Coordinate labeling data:
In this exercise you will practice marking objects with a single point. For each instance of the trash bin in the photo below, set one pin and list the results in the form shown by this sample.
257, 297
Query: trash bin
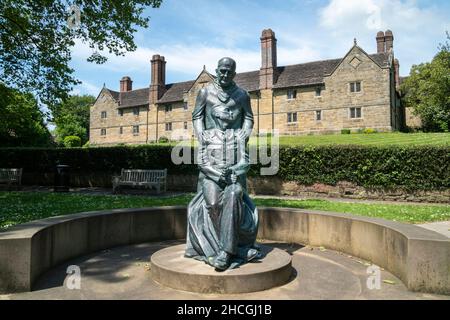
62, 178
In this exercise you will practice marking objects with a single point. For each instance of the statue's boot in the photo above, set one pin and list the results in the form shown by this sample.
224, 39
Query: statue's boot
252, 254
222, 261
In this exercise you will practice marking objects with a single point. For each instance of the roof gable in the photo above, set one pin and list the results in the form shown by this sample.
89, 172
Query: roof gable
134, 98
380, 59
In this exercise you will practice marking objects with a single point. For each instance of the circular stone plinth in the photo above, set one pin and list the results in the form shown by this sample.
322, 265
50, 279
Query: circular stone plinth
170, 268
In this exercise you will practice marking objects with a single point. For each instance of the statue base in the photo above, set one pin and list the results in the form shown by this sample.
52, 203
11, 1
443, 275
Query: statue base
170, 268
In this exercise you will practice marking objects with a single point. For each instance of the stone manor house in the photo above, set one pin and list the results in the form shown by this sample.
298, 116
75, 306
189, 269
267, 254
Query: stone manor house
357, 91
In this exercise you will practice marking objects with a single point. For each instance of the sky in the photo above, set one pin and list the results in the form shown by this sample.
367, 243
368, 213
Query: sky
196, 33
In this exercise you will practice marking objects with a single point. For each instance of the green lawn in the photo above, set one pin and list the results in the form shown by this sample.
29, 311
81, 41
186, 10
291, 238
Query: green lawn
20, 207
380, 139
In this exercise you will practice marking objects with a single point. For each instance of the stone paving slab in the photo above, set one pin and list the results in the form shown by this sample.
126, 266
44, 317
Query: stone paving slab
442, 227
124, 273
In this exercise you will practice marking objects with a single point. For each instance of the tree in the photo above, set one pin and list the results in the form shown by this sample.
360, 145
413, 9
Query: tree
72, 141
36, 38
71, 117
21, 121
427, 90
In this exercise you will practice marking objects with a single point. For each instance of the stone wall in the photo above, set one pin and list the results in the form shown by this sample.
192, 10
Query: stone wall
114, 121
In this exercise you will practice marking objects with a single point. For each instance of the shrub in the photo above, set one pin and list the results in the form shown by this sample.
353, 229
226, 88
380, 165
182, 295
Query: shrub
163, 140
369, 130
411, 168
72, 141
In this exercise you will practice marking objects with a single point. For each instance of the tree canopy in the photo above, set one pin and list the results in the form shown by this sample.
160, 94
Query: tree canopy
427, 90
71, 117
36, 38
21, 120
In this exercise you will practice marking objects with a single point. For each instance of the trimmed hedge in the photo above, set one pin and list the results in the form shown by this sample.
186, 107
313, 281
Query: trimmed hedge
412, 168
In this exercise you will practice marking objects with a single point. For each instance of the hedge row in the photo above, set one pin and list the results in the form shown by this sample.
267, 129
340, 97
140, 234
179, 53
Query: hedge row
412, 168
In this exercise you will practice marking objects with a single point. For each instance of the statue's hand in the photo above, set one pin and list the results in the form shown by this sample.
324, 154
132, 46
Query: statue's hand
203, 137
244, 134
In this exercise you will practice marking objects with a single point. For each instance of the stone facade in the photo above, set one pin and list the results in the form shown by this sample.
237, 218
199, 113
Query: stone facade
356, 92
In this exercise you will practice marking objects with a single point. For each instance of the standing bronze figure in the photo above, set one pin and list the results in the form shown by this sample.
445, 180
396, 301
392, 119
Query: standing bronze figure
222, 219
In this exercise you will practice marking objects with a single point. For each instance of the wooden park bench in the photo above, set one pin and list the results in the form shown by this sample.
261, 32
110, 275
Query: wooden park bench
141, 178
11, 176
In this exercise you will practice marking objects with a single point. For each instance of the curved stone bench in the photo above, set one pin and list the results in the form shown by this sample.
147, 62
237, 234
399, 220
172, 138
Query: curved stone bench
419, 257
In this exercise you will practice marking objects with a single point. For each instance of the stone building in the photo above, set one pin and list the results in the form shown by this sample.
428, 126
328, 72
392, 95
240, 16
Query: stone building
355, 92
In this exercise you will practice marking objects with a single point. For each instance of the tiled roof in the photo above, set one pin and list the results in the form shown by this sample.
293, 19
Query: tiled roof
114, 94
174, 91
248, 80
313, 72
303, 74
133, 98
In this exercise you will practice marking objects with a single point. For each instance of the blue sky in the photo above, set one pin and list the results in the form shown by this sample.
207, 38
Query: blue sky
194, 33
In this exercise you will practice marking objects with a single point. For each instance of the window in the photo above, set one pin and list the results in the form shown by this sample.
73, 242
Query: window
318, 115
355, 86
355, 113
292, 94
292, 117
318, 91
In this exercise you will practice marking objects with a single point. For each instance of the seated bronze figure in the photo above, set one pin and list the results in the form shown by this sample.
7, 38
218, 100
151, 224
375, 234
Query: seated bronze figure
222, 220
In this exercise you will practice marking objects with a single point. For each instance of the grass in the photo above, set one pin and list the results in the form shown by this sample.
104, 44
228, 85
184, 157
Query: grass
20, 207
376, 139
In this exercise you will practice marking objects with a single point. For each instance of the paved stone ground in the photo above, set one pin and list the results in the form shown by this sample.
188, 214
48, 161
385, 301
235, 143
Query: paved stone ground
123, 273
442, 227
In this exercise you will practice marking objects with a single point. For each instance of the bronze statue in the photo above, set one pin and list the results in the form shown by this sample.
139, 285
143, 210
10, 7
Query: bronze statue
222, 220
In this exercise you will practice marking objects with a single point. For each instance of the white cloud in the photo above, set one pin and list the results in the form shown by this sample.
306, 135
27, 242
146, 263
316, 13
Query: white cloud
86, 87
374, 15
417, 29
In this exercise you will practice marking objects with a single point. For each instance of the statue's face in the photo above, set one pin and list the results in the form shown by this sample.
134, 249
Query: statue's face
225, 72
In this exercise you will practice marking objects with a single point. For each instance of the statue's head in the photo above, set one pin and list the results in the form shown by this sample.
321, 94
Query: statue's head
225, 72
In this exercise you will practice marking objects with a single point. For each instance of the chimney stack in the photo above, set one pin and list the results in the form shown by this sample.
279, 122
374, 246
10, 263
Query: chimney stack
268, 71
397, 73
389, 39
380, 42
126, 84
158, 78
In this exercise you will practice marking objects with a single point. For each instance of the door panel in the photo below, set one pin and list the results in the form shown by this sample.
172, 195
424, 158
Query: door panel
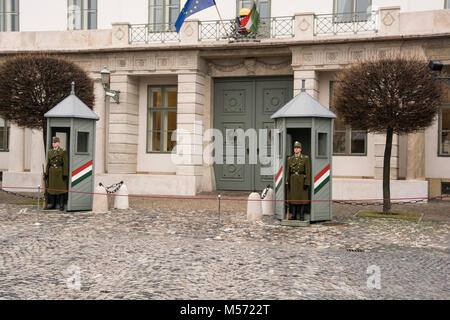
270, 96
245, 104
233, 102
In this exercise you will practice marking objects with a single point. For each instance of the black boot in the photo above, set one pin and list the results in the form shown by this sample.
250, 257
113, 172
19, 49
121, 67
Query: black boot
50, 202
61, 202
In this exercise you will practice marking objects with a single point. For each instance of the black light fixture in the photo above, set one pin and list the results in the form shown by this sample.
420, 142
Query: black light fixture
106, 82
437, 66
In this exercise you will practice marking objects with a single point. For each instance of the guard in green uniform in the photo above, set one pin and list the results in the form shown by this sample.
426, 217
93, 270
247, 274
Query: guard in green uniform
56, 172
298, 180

■ Goal ■
In your copy of the records, include no pictures; repeat everything else exactly.

■ Task output ■
In this exercise you will practice marking objects with a single point. For each instance of the trash bin in the photo below, set one pin and list the results in the form shown by this sample.
257, 297
Query: trash bin
62, 178
In this exercise you will practice marking objects with a single point. For each instance of the statue's boot in the photo above, set one pin and list the results in the form shown by this sample.
224, 39
Query: statue's boot
252, 254
222, 261
In this exercise you will practice marking objects with a single point. For each instance of the roof gable in the photo above, set one pin and list the results in the form shown by this sample.
89, 172
Query: roof gable
134, 98
380, 59
In this exercise you will practice marking objects with a single point. For each instance of the circular stone plinth in the photo above, set one pin and list the results in the form shown by this sample.
322, 265
50, 279
Query: circular stone plinth
170, 268
In this exercise you will practice marking objects with a single point. For each instance of the statue base in the photo above, set one pin and list the results in the form shown by this sample.
52, 203
11, 1
443, 275
Query: statue base
170, 268
In this exercise you will practice marking objects with a single point. For each instance of the stone manor house in the photo above, set one pin and list the results in the form shown by this sample.
298, 116
75, 306
189, 269
267, 254
Query: stone manor house
357, 91
In this exercise you will practice marking objects with a single point. For each instance of the sky in the photo above, set one pin and list the results in the form shown by this sample.
367, 243
368, 213
Query: sky
196, 33
In this exercise you will practice marking objects with a single point. For each instance of the green lawn in the photo above, set one pin and list the results in the form shown by this sample.
29, 311
81, 41
186, 10
291, 238
Query: green lawn
20, 207
380, 139
In this exercise you will practice marking objects with a single point. For each instance of the stone paving slab in the photo above, set one pin and list the results in the form shown by this sample.
126, 266
44, 317
Query: stone paving slab
442, 227
124, 273
In this exercise you will practice marking objects with a single point. For each instance of the tree in the photo above, set one pin and list the results in the form shown by this sample.
360, 145
413, 9
Query: tree
72, 141
36, 38
71, 117
21, 121
427, 90
In this exercise you will practice marking objects with a single point. For each instance of the stone wall in the photo above, set one pin and list the results in the form shown by this sample.
192, 10
Query: stone wall
114, 121
In this exercise you will practice marking objects with a single point. For each instance of the shrub in the photo above, set one pin and list the results in the form shown by this sample.
353, 229
226, 88
380, 165
182, 295
Query: shrub
163, 140
369, 130
411, 168
72, 141
In this exercise you will practice marking objects with a single point. For each instance of the tree canopy in the photo above, set one pin and list the results in the form shown by this sample.
160, 94
Query: tree canopy
427, 90
71, 117
36, 38
21, 120
In this exercise you will practice marking objects with a single point. For each instance of the trimmed hedge in the photo above, set one pin and list the results in the form shown by this sample.
186, 107
313, 281
Query: trimmed hedge
412, 168
In this exercise you will practice marking objects with a single point. For each instance of the hedge row in the photo above, set one pin and list the results in the form shown by this sample.
267, 129
340, 97
140, 234
179, 53
Query: hedge row
412, 168
In this exercise you will practice marking objects with a single point. For each instance of the statue's hand in the photo above, set one pin and list the results in the form shown by this sample.
324, 154
132, 46
Query: statue's hand
203, 137
244, 134
In this exercise you will practice marking objects with a single point. For each instance of the stone facade in the photo above, set one pin and list the results in the form shown by this sample.
237, 218
199, 113
Query: stone facade
356, 92
In this exercise you will practice marking objects with a single point. For each instance of the standing bronze figure in the photo above, set one pin and list the results in the form shown by this sample.
445, 180
396, 301
392, 119
Query: standing bronze figure
222, 219
In this exercise you will practice marking objects with a single point. For each instance of the wooden park bench in the photo above, set one pin and list the results in the form shown by this sample.
261, 32
110, 275
Query: wooden park bench
141, 178
11, 176
In this exercise you will practice marking objects with a single point. For each instance of the curved stone bench in the photo above, set one pin and list the results in the form shown by this sample.
147, 62
237, 234
399, 220
172, 138
Query: curved stone bench
419, 257
In this exercise you will practice marking objects with a single point. For each instance of the stone building in the photo above, set one pin and list the results in the form shown by this sample.
428, 126
328, 72
392, 95
240, 16
Query: stone building
355, 92
In this exercise you will practice marking objects with a single point. For each instance of the tiled roof in the photo above, set one pin and list the results in the form shown by this sample.
293, 19
Query: tiled roof
114, 94
174, 91
248, 80
313, 72
303, 74
133, 98
In this exercise you will practice marking objects with a single point. For each instance of the blue sky in the photo above, set one pin and list the results in the form shown by this sample.
207, 38
Query: blue sky
194, 33
In this exercise you will practice marking objects with a single point. For each instance of the window in the photo above, set one pin and list the results in the form shown by this sample.
73, 242
Query: window
318, 115
355, 86
355, 113
292, 94
292, 117
318, 91
In this exercise you will practice marking objects with a single point. For each instance of the seated bronze figure in the photo above, set one pin and list the results in the form shown by this sample.
7, 38
218, 100
151, 224
375, 234
Query: seated bronze figure
222, 220
In this exercise you will practice marking objects with a single point. For each instance of the grass in the photo above, set one pin and list the results in the form shown by this sample.
104, 44
228, 85
184, 157
Query: grass
20, 207
376, 139
In this exercise you will practice marking objects with a single point. For each instance of the paved stone ground in the photo above, set one pin and list the results in the form shown by this sample.
188, 214
48, 161
385, 301
235, 143
Query: paved stone ground
123, 273
442, 227
In this exercise you will practice marking objects with a single point. For each instance of the bronze statue in the photo above, set one pin and list the results in the form shown by this sample.
139, 285
143, 210
10, 7
Query: bronze statue
222, 220
In this exercise you will practice marking objects with a single point. For each instance of the white cloud in the photo above, set one pin and list the results in the form shown by this sample.
306, 135
27, 242
146, 263
316, 13
Query: white cloud
86, 87
374, 15
417, 29
In this exercise you will practice marking objects with a single point. For each instance of the statue's face in the photo above, set one pin and list the results in the form shown by this sample.
134, 249
Query: statue's face
225, 72
In this exercise you will practice marking objects with a single point. For each instance of the statue's head in the photo above, set one pin and list the results in the form shown by this sample.
321, 94
Query: statue's head
225, 72
In this exercise you will practice marking objects with a single point. For each instance of the chimney stack in the photo above, set one pin and list the results in the form shown by this sample.
279, 122
374, 246
10, 263
Query: chimney stack
268, 71
397, 73
389, 39
380, 42
126, 84
158, 78
In this exercise you will practice marking objects with a single point. For each instance of the door panel in the photo below, set one pin and list the results in the form shown by this sample.
172, 195
424, 158
Query: door panel
270, 96
245, 104
233, 102
In this exercise you will practice marking objects with a single point. For each instance of the black boot in the photo above, set one pin and list the results in the form shown by this sample.
250, 257
113, 172
19, 49
121, 67
Query: black boot
50, 202
61, 202
In this exercise you will practice marking objects with a single point. For each instance of the black light fixture in the photo above, set one pin and list the results in the form shown by this sample.
420, 142
Query: black light fixture
106, 82
437, 66
In this exercise you will practice marking objects with a single point. For each instance of the guard in green uniform in the photo above, set one pin and list the results in the form shown by this sample.
426, 217
93, 270
247, 274
Query: guard in green uniform
56, 172
298, 180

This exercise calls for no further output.